Set exercise
Find the line containing "example: [163, 224]". Return it and every line after it, unchanged, up to and including the last line.

(Pointing dataset records)
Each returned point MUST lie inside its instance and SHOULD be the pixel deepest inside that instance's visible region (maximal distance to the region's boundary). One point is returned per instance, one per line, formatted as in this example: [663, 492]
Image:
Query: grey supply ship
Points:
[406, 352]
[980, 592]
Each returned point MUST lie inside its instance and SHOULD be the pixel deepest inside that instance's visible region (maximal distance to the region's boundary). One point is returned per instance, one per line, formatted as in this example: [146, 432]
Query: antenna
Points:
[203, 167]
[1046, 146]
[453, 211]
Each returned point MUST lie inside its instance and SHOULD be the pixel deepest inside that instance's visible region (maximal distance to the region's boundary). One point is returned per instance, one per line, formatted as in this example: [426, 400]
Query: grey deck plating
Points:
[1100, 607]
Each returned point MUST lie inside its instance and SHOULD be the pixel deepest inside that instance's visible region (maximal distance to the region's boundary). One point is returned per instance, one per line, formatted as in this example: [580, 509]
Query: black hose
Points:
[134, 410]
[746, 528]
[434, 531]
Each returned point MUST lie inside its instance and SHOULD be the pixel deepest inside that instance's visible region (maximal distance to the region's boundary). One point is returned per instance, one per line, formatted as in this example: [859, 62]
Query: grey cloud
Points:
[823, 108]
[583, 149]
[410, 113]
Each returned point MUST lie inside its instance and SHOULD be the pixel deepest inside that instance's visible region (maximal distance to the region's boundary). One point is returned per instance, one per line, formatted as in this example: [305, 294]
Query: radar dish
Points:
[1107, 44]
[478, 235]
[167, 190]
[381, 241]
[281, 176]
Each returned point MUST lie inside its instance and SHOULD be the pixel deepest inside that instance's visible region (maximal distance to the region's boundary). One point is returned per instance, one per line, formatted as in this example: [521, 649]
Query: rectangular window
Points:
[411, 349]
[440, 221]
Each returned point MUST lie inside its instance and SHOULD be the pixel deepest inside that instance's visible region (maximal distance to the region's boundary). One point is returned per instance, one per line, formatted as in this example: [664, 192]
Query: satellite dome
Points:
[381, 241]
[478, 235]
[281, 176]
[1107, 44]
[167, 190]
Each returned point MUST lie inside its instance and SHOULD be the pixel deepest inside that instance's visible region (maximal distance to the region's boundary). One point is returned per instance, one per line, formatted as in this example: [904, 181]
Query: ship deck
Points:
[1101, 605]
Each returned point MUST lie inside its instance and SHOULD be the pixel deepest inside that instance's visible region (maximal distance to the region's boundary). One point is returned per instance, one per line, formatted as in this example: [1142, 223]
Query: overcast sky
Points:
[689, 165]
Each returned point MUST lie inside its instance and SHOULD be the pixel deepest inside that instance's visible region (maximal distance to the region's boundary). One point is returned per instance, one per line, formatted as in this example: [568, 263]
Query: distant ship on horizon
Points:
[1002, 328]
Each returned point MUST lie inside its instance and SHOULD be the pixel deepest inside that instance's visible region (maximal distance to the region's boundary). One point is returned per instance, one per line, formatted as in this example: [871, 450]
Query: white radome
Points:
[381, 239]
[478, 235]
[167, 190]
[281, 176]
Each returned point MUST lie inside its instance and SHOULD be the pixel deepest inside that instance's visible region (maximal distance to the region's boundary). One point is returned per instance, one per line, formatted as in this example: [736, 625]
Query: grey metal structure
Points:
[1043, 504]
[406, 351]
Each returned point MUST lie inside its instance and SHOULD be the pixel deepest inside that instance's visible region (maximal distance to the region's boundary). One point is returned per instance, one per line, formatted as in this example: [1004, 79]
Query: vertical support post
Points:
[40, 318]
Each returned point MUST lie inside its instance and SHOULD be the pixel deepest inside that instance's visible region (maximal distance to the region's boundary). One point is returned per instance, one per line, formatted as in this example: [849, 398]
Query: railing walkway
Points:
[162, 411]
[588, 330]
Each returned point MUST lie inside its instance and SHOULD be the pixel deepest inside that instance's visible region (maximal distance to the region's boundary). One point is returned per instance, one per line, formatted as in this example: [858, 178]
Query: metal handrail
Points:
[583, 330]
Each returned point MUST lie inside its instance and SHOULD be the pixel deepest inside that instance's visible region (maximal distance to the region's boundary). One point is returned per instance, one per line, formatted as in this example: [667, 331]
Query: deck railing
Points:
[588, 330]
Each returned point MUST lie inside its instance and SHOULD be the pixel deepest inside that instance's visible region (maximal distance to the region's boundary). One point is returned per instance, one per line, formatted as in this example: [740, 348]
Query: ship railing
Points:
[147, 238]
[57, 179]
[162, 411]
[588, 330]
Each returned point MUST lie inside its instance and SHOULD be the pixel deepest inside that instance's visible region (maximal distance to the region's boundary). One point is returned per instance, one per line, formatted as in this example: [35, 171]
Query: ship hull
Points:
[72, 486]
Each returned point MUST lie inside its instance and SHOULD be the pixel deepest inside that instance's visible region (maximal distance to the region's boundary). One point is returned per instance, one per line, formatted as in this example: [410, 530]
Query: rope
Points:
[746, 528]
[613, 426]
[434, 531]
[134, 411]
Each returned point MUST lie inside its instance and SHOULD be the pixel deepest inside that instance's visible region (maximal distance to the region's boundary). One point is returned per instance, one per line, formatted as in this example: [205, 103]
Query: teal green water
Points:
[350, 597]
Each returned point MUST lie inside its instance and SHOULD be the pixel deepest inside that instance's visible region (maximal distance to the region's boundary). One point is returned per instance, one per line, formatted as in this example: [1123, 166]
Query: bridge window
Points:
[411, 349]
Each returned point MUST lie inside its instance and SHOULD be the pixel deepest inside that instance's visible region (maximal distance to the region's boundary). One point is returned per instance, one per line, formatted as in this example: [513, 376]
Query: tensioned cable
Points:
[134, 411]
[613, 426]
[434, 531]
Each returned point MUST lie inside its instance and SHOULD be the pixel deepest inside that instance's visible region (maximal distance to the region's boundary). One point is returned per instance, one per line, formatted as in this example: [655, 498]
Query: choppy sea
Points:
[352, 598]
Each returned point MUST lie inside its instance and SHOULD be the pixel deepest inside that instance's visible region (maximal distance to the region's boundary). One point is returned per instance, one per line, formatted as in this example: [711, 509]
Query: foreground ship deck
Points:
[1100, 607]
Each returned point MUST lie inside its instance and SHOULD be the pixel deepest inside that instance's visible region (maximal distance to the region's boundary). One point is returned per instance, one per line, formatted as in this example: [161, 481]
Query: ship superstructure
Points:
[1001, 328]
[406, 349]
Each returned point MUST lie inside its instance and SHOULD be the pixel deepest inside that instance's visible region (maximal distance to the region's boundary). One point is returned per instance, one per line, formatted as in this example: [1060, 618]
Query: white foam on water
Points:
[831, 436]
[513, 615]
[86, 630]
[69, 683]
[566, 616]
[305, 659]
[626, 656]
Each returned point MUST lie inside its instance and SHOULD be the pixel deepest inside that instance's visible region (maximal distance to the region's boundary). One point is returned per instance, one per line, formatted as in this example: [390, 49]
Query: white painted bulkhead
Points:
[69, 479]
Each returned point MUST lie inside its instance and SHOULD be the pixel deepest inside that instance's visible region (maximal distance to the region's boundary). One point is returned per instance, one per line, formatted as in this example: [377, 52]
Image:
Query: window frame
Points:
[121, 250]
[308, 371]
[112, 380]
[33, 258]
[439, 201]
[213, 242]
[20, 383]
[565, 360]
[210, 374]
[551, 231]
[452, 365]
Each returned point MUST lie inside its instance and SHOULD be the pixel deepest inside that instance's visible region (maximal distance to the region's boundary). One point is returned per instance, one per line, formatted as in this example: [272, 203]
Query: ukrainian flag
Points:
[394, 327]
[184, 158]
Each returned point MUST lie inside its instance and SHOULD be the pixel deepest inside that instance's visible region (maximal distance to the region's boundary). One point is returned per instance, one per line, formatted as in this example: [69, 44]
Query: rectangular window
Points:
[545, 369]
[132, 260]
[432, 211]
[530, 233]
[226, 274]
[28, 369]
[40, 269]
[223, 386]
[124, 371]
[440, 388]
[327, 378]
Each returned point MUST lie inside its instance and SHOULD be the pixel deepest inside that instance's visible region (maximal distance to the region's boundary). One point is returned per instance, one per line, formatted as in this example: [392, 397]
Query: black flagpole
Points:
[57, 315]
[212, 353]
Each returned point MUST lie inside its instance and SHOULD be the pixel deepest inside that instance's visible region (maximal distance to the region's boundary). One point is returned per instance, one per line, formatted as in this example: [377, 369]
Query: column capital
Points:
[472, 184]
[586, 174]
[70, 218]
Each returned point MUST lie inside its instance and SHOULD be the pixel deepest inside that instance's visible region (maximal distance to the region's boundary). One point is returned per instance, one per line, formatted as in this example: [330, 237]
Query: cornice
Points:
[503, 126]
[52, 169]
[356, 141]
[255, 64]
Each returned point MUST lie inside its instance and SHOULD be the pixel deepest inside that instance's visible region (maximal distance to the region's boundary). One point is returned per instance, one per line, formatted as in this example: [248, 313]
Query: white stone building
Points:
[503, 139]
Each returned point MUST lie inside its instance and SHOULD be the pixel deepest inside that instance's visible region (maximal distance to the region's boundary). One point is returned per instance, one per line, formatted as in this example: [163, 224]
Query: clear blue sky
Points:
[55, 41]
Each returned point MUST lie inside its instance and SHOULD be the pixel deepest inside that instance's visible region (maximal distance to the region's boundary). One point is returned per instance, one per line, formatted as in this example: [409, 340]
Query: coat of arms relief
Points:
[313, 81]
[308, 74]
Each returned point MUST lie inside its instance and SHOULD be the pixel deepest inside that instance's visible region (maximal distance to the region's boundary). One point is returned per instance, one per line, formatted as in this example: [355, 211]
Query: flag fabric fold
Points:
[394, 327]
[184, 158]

Result
Each returned point MUST lie inside its instance and SHOULD be the pixel deepest inside that instance's visible region (maximal distance to the region's boundary). One point is returned per instance, one per line, formatted as in this example: [163, 224]
Query: clear blue sky
Points:
[55, 41]
Each returned point MUST lie inside its instance and SHOULD be the pixel deepest inside that instance's visible region (maximal distance to the region's boundary). One point is returned per instance, one per line, formatted as in this example: [409, 340]
Query: coat of arms relief
Points:
[313, 81]
[308, 74]
Each returned point MUST lie inside its instance and SHOULD be the pixel deepest inside that instance's visible region (maximal distance to the region's boundary). One point is returned per instance, one per line, formatted as in this example: [355, 211]
Query: flag fabric fold
Points:
[394, 327]
[184, 158]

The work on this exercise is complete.